### Task statement
Rewrite these lines, changing every "golden light" to "warm light" and keeping everything else the same. Leave the pictures out of your answer.

══════════════════════════════

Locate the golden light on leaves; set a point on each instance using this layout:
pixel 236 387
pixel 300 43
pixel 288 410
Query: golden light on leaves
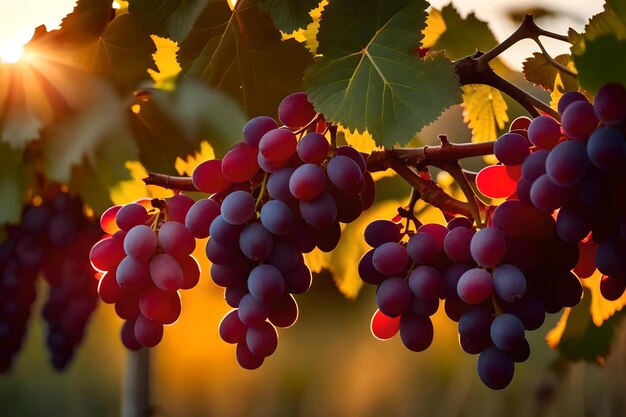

══════════════════════════════

### Solution
Locate the warm light on leaves; set a point on each instance using this layout:
pixel 236 387
pixel 300 43
pixel 288 410
Query: warm light on leaves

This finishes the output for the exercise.